◆ Problem requirements ◆
Quote the data below verbatim, omitting the image from your reproduction.

* * * *

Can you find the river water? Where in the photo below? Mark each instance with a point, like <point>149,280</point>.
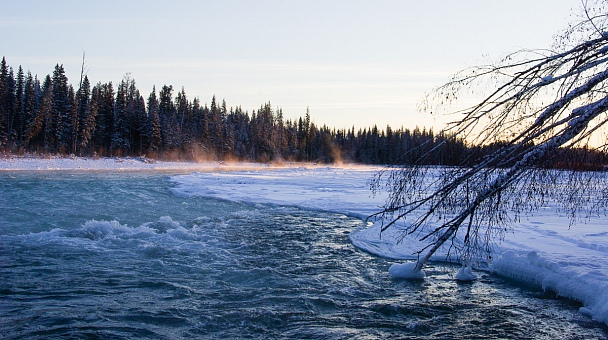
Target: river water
<point>103,255</point>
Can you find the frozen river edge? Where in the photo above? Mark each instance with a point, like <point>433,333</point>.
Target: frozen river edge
<point>543,250</point>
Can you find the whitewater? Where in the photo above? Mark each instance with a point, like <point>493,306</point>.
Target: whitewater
<point>543,250</point>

* * * *

◆ Result of this exercise ◆
Can you find the river water? Where in the photo below? Mark each instance with a point, like <point>149,280</point>.
Target: river water
<point>103,255</point>
Can you find the frozen river edge? Where in the photo above? Mark each instance with a point, like <point>433,333</point>.
Target: frozen river edge
<point>543,250</point>
Can you find the whitewater? Where in the photo above? Mark each instance with a point, like <point>493,306</point>.
Target: whitewater
<point>543,250</point>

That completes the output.